§ Point annotation records:
%%
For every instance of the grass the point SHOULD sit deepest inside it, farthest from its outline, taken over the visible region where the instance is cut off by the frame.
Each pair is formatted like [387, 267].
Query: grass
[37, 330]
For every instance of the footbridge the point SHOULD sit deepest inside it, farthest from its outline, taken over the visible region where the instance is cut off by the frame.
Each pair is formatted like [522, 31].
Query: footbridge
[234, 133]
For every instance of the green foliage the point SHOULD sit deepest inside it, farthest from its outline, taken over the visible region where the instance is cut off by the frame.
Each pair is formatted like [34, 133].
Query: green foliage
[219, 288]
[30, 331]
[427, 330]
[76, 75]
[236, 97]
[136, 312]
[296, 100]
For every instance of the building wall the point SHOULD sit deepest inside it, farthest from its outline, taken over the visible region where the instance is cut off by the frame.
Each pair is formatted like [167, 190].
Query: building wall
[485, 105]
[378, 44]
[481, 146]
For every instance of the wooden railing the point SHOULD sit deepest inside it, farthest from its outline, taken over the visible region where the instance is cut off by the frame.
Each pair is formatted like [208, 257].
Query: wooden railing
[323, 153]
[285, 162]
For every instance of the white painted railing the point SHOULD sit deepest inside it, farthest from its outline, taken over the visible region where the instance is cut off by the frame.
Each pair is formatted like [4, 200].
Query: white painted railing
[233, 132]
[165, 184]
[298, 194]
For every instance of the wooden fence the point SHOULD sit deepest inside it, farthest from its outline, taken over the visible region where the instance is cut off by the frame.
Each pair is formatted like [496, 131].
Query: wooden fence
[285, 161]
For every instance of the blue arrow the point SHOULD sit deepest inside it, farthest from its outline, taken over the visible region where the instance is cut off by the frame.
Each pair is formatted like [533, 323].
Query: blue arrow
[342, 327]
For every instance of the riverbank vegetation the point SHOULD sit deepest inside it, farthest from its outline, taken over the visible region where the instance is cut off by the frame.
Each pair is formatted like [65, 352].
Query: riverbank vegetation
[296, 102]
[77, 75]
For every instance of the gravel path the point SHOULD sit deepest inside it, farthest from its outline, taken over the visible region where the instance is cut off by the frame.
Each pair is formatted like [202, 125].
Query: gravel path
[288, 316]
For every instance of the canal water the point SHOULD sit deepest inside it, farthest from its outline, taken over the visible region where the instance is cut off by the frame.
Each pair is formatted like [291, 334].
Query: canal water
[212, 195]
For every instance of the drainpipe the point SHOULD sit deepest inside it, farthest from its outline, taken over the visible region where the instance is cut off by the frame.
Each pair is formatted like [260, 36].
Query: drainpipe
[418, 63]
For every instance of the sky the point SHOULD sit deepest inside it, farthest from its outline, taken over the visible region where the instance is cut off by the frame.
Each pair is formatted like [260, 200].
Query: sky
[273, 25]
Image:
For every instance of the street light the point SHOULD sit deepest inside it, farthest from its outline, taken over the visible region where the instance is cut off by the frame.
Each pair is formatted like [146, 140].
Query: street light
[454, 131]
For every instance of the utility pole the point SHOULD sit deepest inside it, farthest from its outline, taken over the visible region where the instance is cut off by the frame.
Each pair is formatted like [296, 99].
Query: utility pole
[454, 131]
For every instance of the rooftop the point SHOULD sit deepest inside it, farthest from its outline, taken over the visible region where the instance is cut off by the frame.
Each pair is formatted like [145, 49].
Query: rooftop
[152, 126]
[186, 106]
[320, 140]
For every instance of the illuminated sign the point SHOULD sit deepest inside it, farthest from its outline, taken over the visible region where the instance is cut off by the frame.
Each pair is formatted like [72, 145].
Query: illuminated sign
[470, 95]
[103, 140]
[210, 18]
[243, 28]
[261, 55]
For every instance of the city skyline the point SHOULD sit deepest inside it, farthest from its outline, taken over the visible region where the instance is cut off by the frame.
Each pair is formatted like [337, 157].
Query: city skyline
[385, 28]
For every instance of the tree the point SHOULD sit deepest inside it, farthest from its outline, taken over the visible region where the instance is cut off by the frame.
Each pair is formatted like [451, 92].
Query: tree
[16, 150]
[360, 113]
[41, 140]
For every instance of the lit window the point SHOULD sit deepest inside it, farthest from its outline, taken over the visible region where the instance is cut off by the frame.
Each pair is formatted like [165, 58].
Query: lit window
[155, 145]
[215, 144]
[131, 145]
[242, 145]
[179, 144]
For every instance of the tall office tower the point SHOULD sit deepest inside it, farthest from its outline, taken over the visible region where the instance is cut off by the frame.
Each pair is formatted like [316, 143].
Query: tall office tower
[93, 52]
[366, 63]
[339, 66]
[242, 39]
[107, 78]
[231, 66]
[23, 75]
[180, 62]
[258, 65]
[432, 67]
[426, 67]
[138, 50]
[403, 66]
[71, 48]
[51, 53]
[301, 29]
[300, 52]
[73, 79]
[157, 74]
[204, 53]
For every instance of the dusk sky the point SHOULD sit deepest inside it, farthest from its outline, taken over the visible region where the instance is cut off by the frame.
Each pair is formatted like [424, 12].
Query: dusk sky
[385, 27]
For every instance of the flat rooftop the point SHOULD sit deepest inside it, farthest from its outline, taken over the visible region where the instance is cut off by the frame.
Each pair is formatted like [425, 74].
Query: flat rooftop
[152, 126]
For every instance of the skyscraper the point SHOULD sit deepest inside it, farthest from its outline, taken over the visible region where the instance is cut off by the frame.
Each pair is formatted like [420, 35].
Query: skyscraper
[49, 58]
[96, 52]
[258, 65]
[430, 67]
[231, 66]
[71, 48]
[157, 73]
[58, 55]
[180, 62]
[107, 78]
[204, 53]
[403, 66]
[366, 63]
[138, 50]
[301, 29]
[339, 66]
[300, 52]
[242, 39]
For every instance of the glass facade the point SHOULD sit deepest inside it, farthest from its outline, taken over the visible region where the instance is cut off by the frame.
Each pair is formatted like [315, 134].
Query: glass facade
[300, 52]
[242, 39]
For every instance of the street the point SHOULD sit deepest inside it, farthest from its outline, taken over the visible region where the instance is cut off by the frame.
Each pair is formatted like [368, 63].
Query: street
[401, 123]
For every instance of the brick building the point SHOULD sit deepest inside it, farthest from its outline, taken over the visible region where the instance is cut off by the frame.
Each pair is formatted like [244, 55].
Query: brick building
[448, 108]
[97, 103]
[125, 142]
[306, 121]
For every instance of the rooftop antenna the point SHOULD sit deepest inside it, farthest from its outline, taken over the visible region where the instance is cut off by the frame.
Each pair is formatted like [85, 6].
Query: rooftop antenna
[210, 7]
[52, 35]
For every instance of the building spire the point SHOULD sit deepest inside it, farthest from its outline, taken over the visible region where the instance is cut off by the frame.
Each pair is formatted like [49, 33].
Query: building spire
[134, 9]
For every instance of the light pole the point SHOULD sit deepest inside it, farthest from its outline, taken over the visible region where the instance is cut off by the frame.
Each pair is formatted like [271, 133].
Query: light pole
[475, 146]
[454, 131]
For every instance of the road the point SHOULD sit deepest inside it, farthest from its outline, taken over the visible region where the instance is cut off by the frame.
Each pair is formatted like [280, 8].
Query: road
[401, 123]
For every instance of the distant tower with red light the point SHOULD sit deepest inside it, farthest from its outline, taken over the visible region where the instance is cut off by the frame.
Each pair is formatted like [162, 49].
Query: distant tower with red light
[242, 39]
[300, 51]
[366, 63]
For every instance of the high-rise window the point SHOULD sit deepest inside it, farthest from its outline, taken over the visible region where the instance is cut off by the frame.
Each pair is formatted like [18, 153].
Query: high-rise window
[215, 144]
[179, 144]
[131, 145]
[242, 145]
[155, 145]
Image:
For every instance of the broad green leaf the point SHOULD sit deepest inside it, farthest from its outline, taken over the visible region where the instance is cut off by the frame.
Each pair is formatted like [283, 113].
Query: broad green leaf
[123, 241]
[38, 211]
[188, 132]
%%
§ Prompt:
Locate the line that contains "For every instance of the rooftop antenna". Repeat it and every line after it, up to and including the final line, exactly.

§ Solved problem:
For every instance of the rooftop antenna the point SHOULD sit deepest inside it, farthest from its outline, taken over the visible region where the instance is cut off by the frame.
Each pair is formatted like [85, 6].
Query: rooftop antenna
[210, 7]
[52, 35]
For every instance of the building spire the point SHOULD sit deepest inside it, farthest from its outline, taken over the visible region where the instance is cut off by the frame.
Each pair is formatted like [49, 33].
Query: building spire
[134, 9]
For every instance of the light pole the point SHOULD sit deepest inside it, farthest from its outline, taken over the visible region where the instance is cut off by the frame.
Each pair is formatted like [271, 133].
Query: light pole
[475, 146]
[454, 131]
For every instance of the road the point SHOULD sit deepest inside it, farthest from its outline, taken over the visible region where the instance is cut off by the frame.
Each pair is formatted like [280, 8].
Query: road
[401, 123]
For every instance of the distant tower with red light the point SHOULD sit deepest inside it, farthest from its outline, taken over the visible region where the instance is cut off by the frame.
Each pair is formatted like [162, 49].
Query: distant tower with red light
[242, 39]
[300, 51]
[366, 63]
For every instance of the high-rise window the point SHOULD sit deepest inside it, farthest from its outline, taken over the visible region where the instance is cut off by the frame.
Each pair is formatted like [18, 153].
Query: high-rise window
[215, 144]
[179, 144]
[131, 145]
[242, 145]
[155, 145]
Image:
For every instance of the broad green leaf the point SHOULD sit deepest inside it, farthest from its outline, taken over the visible region where the instance is cut off by the frame.
Each pair is formatted like [283, 113].
Query: broad green leaf
[123, 241]
[38, 211]
[188, 132]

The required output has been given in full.